*WHAT TO PRODUCE*
Please lay out every line of the items below as a Markdown table with the columns Row and Line, numbering the rows and leaving out blank lines. Omit the pictures from the table.

--- BEGIN DATA LINES ---

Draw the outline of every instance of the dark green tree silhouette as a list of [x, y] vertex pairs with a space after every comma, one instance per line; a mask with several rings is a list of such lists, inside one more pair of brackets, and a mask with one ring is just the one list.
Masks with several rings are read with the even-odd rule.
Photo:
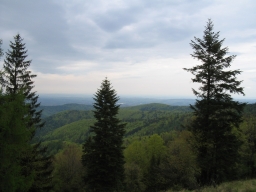
[[[28, 191], [33, 177], [22, 174], [20, 156], [31, 149], [31, 133], [26, 123], [29, 116], [24, 105], [24, 95], [14, 97], [0, 91], [0, 191]], [[30, 184], [29, 184], [30, 183]]]
[[[14, 42], [10, 42], [10, 50], [6, 52], [6, 59], [3, 65], [2, 86], [6, 94], [10, 96], [15, 97], [19, 92], [22, 92], [24, 95], [24, 103], [26, 103], [28, 107], [26, 116], [30, 117], [30, 120], [26, 122], [26, 127], [31, 133], [31, 138], [28, 141], [30, 142], [35, 135], [35, 131], [42, 128], [44, 123], [41, 121], [42, 111], [38, 110], [40, 106], [40, 103], [37, 102], [38, 95], [33, 91], [33, 78], [35, 78], [36, 75], [32, 74], [29, 70], [31, 60], [26, 60], [27, 50], [22, 41], [21, 36], [17, 34], [14, 37]], [[50, 157], [46, 157], [45, 154], [42, 154], [45, 151], [45, 149], [40, 148], [40, 143], [37, 143], [31, 146], [31, 149], [22, 155], [22, 173], [27, 178], [31, 178], [31, 175], [33, 175], [33, 184], [39, 182], [37, 179], [40, 179], [40, 182], [42, 182], [44, 178], [48, 182], [51, 177], [51, 172], [49, 171], [51, 167], [49, 163]], [[44, 164], [44, 166], [42, 166], [42, 164]], [[49, 169], [45, 168], [46, 165], [49, 166]], [[42, 177], [42, 175], [45, 175], [45, 177]], [[41, 190], [41, 187], [43, 188], [43, 185], [32, 186], [32, 191], [35, 191], [35, 188]]]
[[83, 146], [87, 191], [124, 190], [123, 136], [125, 124], [117, 118], [119, 98], [109, 80], [103, 80], [94, 97], [95, 124]]
[[222, 47], [219, 32], [213, 32], [213, 23], [207, 22], [203, 39], [195, 37], [190, 45], [192, 57], [202, 63], [185, 68], [194, 75], [192, 81], [200, 83], [194, 90], [197, 100], [191, 108], [195, 119], [191, 124], [198, 150], [198, 164], [201, 168], [201, 184], [214, 184], [232, 179], [235, 163], [239, 158], [239, 124], [242, 121], [244, 103], [234, 101], [231, 94], [244, 95], [236, 75], [240, 70], [227, 70], [235, 58], [226, 56], [228, 48]]

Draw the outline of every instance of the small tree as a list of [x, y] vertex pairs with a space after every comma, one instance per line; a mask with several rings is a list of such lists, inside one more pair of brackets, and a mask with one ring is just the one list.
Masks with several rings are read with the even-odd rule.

--- END DATA LINES ---

*EXPECTED ANSWER*
| Row | Line |
|---|---|
| 1 | Draw the outline of every instance of the dark green tree silhouette as a list of [x, y] vertex pairs with a space after every comma, one instance per line; a mask with several rings is a list of such lists, inside one more pair of brackets, and a mask with one ring is just the one list. |
| 2 | Masks with several rings are read with the even-odd rule. |
| 3 | Photo: |
| 4 | [[[28, 191], [33, 177], [22, 174], [20, 156], [31, 149], [31, 133], [26, 123], [29, 116], [24, 105], [24, 95], [14, 97], [0, 91], [0, 191]], [[30, 184], [29, 184], [30, 183]]] |
| 5 | [[[14, 42], [10, 42], [10, 50], [6, 52], [6, 59], [3, 65], [2, 86], [6, 94], [10, 96], [15, 97], [19, 92], [22, 92], [24, 95], [24, 103], [26, 103], [28, 107], [26, 116], [30, 117], [30, 120], [26, 122], [26, 127], [31, 133], [31, 138], [28, 141], [30, 142], [35, 135], [35, 131], [42, 128], [44, 123], [41, 121], [42, 111], [38, 110], [40, 106], [40, 103], [37, 102], [38, 95], [33, 91], [33, 78], [35, 78], [36, 75], [32, 74], [29, 70], [31, 60], [26, 60], [27, 50], [22, 41], [21, 36], [17, 34], [14, 37]], [[50, 157], [46, 157], [45, 154], [42, 154], [45, 151], [45, 149], [40, 148], [40, 143], [37, 143], [31, 146], [31, 149], [22, 155], [22, 173], [27, 178], [31, 178], [31, 175], [33, 175], [33, 184], [39, 182], [37, 179], [40, 179], [40, 182], [42, 182], [44, 178], [48, 182], [51, 177], [51, 172], [49, 171], [51, 167], [49, 163]], [[44, 164], [44, 166], [42, 166], [42, 164]], [[49, 169], [45, 168], [46, 165], [49, 166]], [[42, 177], [42, 175], [45, 175], [45, 177]], [[41, 190], [41, 187], [43, 188], [43, 185], [32, 186], [32, 191], [35, 191], [35, 188]]] |
| 6 | [[83, 146], [87, 191], [124, 190], [123, 136], [125, 124], [117, 118], [119, 98], [109, 80], [103, 80], [94, 97], [95, 124]] |
| 7 | [[222, 47], [219, 32], [213, 32], [213, 23], [207, 22], [203, 39], [195, 37], [190, 45], [192, 57], [202, 63], [185, 68], [194, 75], [192, 81], [200, 83], [194, 90], [197, 100], [191, 108], [195, 119], [191, 124], [198, 150], [198, 164], [201, 168], [201, 184], [214, 184], [232, 179], [235, 163], [239, 158], [239, 124], [242, 121], [244, 103], [234, 101], [231, 94], [244, 95], [236, 75], [240, 70], [227, 70], [235, 58], [226, 56], [228, 48]] |
| 8 | Draw the outline of every instance of the small tree as a list of [x, y] vertex pairs with a space after every comma, one instance per line; a mask with several rings is a list of such lists, inside one more pair of brackets, and a mask with one ring is just the one list. |
| 9 | Masks with several rings are read with the even-odd rule. |